### Text section
Why is Cancer Not a Big Deal for Plants?
Plants can get cancer. Do you know the key difference between plants and animals that makes cancer mildly complicated for plants, but very serious for us animals?
Our cells can move!
Movement is one of the 5 basic principles of development: processes that enable a single cell to develop into a fully-functioning grown-up organism. Take a moment to realize how neat this is: first, that a single cell develops into a living creature. Second, everything that cells do in this process falls somewhere within these 5 developmental principles:
1. Cells can make more cells (Proliferation)
Cue images from your classic biology textbook: mitosis and meiosis. Cells need to make more cells in order to grow. I suppose the alternative would be giant single-celled organisms limited by the vulnerability of membranes containing that much cytoplasm and organelles with enough mitochondria to keep the whole thing running… Physics likely have something to say about that. Luckily we are made of more than one cell.
2. Cells can interact with other cells (Cell Signaling)
How does a cell know it is in the heart instead of a pinky toe? Having this confused can lead to problems. But cells communicating with the cells around them enable them to “know” where they are and turn on the right genes, which brings me to:
3. Cells can turn on different genes (aka Differential Gene Expression)
Muscle cells and neurons look pretty different and do different things (luckily). In the past this baffled scientists as they wondered whether different-looking cells had different genomes (total DNA) or if they all had the same DNA, but used different parts of it. Now we know differential gene expression, or using different parts of the genome in different cells, or in different parts of the cell is how cells can be different from one another.

### Your goal
Continue the piece above on why cancer is not a big deal for plants, starting right after its last sentence.

### Stored data

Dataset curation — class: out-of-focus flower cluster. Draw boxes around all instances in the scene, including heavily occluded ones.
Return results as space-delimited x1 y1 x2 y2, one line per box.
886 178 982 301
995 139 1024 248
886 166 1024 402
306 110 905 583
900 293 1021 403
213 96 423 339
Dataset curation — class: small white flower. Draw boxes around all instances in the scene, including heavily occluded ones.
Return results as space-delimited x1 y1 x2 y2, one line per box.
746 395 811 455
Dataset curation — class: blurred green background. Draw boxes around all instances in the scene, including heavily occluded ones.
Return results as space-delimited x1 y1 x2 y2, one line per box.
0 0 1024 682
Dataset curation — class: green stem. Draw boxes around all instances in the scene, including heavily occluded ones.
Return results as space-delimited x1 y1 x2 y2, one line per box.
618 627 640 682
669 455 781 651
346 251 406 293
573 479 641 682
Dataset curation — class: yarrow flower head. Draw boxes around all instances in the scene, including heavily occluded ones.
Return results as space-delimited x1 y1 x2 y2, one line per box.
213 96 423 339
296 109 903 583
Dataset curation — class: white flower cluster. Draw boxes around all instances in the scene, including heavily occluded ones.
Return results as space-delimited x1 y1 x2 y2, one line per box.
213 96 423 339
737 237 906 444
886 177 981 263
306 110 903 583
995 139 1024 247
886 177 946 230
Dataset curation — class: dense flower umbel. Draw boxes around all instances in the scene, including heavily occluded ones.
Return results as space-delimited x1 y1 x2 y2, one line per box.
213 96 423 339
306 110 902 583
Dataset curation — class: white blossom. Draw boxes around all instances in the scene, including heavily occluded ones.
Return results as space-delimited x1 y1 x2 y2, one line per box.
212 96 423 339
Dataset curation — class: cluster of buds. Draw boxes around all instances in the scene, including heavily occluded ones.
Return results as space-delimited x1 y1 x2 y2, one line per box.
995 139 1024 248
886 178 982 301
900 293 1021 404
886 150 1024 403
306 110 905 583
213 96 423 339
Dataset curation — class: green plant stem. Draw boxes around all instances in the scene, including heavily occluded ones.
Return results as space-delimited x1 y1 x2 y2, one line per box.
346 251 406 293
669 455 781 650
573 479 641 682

...

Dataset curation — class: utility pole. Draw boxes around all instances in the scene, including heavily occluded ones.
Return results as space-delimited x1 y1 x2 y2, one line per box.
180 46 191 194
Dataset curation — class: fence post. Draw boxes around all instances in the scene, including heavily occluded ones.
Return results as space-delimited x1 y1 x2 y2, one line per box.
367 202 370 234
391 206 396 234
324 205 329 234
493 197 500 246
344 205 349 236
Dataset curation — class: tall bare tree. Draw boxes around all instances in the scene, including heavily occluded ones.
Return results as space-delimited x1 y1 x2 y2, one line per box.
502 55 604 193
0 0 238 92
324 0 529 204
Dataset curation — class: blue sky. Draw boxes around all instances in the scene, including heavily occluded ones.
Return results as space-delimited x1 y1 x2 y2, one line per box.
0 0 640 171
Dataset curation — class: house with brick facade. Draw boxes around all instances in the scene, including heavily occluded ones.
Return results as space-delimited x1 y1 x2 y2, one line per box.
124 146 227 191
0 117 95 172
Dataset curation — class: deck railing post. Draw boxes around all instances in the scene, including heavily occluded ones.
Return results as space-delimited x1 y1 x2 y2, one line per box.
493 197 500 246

### Answer to the exercise
4. Cells can move or stretch (Movement and Expansion)
Cancer is dangerous in animals because cells with uncontrolled proliferation (see principle 1) can spread to other parts of the body, whereas plant cells with cancer are stuck wherever they are in the plant body. The difference? Cell walls hold plant cells in place up against one another. Instead of being able to form essential tissue layers like animals do with cells moving between each other, plant cells divide and elongate. This is also how plants can grow towards the light, with cells on one side growing longer than the other.
5. Cells can die on purpose (Apoptosis)
This is why we do not have webbed feet. Cells have a function called “programmed cell death”, which enables plants to form deserts of dead cells around fungal pathogen infections—think dead spots on leaves—and enables tissues that are important for development to disappear in the mature adult.
As these 5 principles of development interact, an incredible display of teamwork, coordination, and mystery allow one cell to develop into an organism, with everything it needs to go about life doing its cat, human, plant, or fungi thing as a grown organism.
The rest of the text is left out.